What to produce: In the material below, copy word for word the lines from the one containing "Can you spot the rippling" through the one containing "[[151, 564], [831, 472]]", both ends included.

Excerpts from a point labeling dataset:
— Begin —

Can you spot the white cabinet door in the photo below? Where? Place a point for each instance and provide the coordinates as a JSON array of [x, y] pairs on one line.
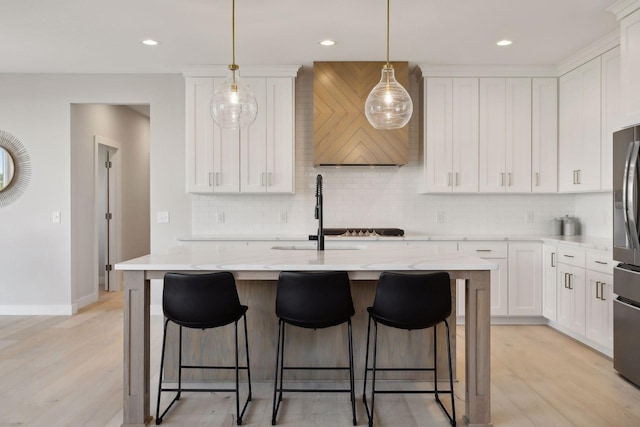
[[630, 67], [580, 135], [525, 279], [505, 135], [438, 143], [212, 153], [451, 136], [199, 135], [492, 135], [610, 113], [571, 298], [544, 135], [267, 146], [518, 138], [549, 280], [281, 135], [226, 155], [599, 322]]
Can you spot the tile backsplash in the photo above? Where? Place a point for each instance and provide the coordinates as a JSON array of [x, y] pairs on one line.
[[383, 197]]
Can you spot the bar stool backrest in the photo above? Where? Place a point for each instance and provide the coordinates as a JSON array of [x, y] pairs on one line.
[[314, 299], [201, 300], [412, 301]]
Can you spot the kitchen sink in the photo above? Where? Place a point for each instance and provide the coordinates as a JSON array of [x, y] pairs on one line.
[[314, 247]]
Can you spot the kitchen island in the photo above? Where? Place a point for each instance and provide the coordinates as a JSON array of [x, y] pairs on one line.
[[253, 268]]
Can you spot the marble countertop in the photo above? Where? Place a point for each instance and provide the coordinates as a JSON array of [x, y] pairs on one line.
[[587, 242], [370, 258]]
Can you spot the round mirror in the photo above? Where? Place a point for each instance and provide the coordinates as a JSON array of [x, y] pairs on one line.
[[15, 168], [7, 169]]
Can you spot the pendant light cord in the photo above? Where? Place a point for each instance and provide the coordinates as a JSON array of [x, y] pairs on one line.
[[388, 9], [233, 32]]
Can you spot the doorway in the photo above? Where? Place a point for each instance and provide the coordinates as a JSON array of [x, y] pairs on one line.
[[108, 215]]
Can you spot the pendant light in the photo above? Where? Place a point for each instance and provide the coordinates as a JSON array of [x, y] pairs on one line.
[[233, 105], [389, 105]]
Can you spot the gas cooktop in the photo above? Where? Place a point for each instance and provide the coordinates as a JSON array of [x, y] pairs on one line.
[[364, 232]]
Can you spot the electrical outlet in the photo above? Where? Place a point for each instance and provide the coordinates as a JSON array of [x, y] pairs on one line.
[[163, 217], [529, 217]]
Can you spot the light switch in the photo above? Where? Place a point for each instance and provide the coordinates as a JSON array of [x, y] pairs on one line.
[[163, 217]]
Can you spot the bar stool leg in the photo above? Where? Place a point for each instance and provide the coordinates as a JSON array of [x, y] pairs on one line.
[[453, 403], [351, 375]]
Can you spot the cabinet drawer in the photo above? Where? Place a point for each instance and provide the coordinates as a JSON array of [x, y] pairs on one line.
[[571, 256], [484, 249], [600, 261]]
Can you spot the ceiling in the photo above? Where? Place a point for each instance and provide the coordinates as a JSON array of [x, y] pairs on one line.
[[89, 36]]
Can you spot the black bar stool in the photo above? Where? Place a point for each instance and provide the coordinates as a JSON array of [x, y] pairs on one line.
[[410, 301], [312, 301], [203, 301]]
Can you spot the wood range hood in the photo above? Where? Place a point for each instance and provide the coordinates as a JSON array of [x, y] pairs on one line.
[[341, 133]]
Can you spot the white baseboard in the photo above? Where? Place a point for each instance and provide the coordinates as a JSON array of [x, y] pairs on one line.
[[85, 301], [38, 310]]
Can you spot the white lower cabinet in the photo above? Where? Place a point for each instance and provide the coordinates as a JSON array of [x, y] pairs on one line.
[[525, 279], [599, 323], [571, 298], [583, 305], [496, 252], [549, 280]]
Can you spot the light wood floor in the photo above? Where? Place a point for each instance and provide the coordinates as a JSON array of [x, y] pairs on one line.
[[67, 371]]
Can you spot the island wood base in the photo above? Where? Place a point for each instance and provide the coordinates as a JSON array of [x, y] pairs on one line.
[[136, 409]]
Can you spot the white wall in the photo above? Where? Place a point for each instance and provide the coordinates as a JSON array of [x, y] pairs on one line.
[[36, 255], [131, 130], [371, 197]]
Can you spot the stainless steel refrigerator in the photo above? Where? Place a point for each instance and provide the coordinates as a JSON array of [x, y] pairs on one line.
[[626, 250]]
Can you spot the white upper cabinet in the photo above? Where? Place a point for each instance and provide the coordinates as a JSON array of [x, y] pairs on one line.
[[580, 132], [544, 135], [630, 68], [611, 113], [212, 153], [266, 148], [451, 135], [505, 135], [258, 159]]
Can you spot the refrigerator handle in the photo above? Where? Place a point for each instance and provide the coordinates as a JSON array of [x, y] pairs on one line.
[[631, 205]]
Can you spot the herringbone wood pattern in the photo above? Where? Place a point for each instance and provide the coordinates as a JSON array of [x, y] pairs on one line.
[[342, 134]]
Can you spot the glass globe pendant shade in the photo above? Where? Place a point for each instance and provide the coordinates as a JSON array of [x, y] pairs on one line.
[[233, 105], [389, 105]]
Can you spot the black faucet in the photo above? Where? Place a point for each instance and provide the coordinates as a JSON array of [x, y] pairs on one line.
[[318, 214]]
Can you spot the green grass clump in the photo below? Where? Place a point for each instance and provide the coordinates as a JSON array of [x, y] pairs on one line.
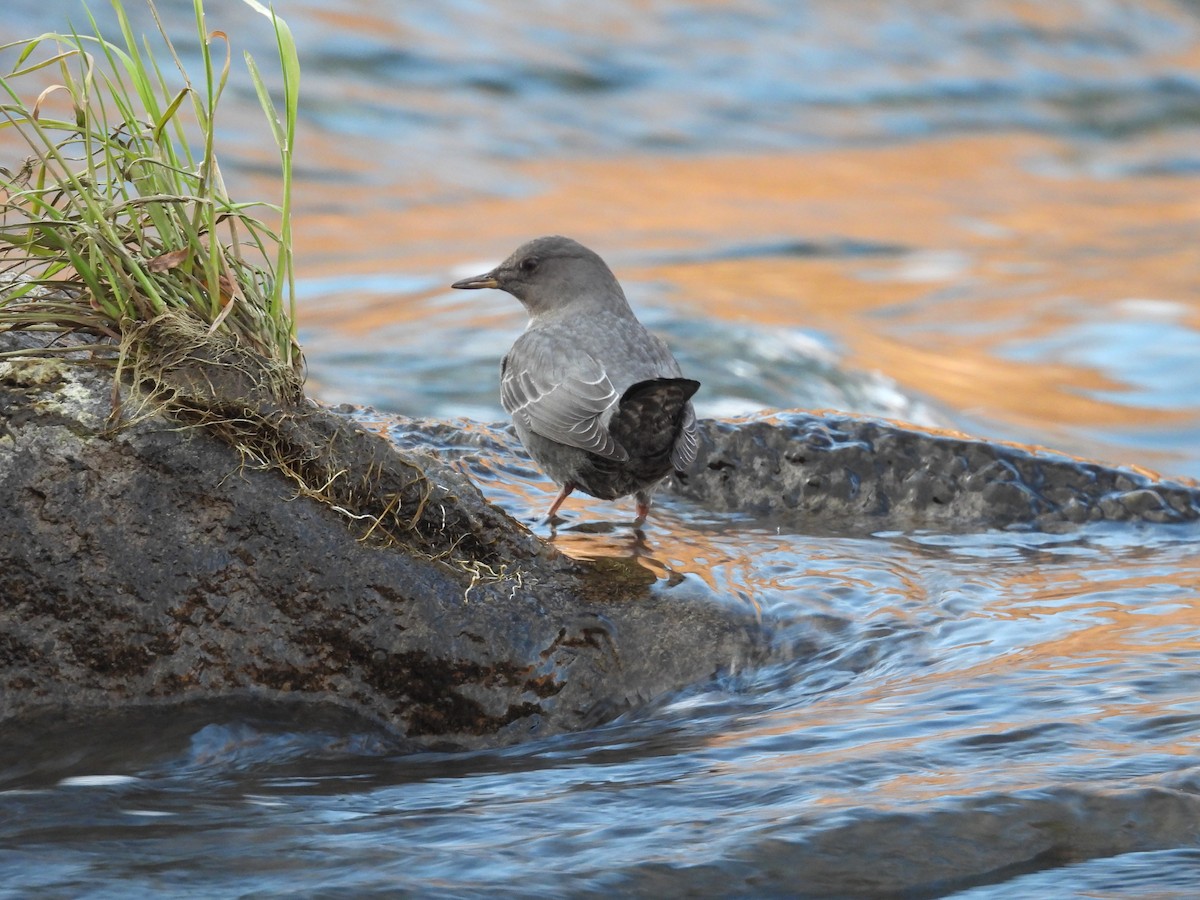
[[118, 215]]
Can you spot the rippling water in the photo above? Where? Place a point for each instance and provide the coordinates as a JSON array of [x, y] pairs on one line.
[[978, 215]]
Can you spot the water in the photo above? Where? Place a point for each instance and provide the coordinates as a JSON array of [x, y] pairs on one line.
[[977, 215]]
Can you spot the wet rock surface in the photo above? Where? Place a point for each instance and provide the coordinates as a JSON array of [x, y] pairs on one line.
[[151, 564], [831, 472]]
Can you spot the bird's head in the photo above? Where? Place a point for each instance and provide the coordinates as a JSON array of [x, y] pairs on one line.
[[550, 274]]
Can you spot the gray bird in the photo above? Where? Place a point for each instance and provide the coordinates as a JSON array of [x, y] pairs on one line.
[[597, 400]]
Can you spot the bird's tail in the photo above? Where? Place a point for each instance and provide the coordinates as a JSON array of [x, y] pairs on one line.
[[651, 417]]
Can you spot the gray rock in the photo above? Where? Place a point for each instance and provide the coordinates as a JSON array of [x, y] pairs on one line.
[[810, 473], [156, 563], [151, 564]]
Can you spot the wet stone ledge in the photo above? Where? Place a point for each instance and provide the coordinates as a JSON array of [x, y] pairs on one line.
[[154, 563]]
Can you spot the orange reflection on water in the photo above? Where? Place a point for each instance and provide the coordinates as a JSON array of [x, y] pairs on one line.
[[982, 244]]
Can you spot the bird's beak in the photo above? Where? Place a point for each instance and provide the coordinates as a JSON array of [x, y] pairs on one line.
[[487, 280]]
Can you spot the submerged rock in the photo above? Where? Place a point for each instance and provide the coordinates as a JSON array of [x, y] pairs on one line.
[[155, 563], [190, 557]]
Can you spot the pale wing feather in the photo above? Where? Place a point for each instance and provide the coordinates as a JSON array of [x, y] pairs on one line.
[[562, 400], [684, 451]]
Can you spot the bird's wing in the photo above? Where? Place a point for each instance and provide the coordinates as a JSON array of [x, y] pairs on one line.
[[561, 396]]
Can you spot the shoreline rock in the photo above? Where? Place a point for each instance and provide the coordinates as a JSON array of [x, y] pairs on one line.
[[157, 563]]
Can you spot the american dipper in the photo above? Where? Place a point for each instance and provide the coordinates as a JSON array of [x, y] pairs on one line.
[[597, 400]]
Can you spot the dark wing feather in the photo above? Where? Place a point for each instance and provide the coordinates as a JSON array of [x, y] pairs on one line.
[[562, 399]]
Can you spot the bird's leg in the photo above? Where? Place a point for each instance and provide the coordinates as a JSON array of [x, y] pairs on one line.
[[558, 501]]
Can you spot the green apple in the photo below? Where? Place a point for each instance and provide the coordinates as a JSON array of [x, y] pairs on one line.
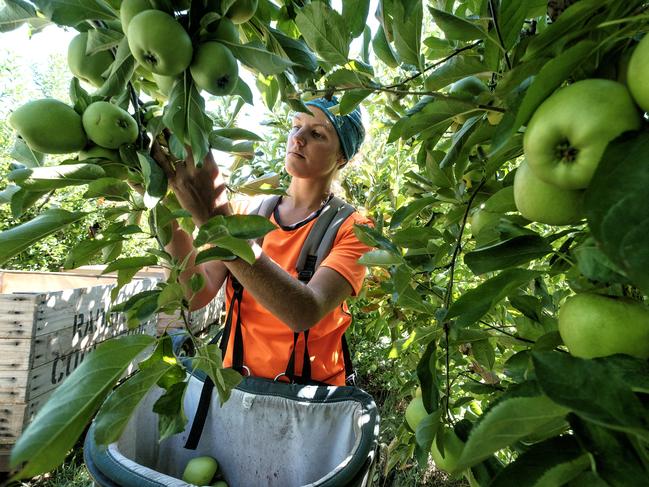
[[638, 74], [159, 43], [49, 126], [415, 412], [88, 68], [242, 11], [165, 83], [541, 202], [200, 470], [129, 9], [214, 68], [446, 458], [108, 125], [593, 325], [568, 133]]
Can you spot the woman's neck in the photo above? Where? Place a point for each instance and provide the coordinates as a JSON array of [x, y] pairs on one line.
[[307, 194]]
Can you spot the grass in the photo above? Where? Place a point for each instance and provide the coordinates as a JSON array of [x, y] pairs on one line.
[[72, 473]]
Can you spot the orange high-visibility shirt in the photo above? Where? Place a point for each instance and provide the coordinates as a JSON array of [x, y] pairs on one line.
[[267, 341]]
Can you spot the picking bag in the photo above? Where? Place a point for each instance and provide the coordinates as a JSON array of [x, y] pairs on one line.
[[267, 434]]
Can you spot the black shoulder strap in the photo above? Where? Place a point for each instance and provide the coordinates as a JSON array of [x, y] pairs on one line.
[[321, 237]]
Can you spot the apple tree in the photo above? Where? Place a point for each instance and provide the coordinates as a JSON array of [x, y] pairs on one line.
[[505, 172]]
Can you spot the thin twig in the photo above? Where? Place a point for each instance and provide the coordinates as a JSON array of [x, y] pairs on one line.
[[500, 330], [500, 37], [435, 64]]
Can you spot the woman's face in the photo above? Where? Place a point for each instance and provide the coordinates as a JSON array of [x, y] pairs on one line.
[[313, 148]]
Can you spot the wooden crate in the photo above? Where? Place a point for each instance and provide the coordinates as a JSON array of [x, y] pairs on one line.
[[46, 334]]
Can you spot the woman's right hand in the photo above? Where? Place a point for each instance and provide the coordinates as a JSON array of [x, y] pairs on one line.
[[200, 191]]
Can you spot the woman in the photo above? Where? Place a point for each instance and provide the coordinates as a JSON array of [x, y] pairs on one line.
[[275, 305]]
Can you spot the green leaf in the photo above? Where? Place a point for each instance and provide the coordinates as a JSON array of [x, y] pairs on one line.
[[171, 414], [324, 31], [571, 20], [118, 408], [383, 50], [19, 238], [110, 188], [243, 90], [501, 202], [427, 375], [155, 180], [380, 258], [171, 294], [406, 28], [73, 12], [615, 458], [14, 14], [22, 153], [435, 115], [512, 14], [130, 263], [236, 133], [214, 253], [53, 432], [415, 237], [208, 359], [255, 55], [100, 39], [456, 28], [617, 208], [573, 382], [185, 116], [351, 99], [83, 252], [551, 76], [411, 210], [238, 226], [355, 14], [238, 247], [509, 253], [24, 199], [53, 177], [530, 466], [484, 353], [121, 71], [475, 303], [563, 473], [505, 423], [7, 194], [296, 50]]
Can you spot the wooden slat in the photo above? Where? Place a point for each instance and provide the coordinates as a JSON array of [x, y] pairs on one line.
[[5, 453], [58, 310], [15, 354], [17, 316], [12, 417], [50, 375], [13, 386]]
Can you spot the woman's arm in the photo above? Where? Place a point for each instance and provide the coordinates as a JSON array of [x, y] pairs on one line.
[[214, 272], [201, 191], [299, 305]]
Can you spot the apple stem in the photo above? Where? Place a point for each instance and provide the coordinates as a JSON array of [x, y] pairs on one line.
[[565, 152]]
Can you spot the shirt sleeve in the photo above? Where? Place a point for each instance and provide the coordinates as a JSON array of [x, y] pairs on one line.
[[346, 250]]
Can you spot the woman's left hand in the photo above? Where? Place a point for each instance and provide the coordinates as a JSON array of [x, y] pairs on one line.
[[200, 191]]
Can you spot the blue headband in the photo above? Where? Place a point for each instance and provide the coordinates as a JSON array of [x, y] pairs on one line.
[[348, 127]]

— End —

Exercise response:
Can you spot the rippling water in the photo above? Where? Place a point for each instance and provide the coordinates as a JSON array of [x, y] pairs on one line.
[[978, 215]]
Can you spot the water in the photo above? Where? Place a point for each instance and provide the coordinates as a JSON array of [x, y] pairs on one line.
[[977, 215]]
Can you spot the wet rock surface in the photo above? Where? Place a point for each instance and provide the coordinates as a JSON array of [x, y] pairs on one line.
[[151, 564], [831, 472]]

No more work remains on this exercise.